[TASK STATEMENT]:
Which lines in the records below contain the string "rubber"? Extract each of them word for word.

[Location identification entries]

************

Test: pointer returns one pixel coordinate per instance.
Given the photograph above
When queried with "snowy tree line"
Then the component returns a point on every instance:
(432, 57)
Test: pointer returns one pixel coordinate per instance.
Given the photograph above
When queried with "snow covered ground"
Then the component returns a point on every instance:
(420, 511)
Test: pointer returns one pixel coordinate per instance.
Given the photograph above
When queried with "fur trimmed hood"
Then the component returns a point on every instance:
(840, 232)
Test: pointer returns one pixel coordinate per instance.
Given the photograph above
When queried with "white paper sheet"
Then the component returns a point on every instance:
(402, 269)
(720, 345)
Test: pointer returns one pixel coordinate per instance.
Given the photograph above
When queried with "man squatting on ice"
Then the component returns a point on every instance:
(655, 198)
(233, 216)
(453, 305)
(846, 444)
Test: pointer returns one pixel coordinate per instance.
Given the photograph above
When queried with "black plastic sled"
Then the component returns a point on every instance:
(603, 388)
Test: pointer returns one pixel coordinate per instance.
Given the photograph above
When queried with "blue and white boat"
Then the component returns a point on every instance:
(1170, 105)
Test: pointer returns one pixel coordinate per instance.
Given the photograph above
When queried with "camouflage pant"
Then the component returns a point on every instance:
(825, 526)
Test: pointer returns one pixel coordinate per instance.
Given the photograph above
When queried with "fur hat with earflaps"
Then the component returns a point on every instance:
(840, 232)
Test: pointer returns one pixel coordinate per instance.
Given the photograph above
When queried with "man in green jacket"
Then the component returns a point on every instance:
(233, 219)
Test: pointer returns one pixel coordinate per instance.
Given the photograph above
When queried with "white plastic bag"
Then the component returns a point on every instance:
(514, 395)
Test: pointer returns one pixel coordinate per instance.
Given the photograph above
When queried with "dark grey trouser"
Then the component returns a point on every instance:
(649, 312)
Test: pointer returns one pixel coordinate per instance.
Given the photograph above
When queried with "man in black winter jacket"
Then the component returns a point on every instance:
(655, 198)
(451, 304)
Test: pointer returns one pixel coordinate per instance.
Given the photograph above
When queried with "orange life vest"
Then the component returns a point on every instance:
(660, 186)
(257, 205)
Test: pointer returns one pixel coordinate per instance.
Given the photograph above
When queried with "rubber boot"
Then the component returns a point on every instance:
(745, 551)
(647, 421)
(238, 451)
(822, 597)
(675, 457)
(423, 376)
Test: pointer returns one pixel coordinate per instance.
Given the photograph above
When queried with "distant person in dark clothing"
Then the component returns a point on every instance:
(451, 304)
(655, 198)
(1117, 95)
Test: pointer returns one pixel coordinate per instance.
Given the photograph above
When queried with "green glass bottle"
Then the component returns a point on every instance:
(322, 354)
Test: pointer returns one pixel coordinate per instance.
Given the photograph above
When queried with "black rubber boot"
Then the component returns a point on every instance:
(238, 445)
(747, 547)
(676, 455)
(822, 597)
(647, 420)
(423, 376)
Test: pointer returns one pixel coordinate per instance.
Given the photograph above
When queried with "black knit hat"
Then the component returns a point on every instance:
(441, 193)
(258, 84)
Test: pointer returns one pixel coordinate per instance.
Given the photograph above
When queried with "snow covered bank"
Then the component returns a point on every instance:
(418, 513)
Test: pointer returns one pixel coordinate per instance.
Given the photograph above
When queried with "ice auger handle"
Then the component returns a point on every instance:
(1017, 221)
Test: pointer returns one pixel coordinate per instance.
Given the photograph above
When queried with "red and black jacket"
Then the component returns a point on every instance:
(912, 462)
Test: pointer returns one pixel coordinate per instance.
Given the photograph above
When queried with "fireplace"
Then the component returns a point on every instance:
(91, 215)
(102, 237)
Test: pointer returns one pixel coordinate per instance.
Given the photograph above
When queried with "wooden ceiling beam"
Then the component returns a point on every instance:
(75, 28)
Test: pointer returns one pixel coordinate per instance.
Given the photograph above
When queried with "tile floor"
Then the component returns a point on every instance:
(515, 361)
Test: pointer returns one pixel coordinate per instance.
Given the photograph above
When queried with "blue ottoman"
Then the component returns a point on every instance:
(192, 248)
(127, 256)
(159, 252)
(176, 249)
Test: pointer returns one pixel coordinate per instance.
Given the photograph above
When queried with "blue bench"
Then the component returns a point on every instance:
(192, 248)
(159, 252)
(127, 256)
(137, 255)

************

[TASK OUTPUT]:
When queried with "rubber boot"
When queried with "black rubber boot"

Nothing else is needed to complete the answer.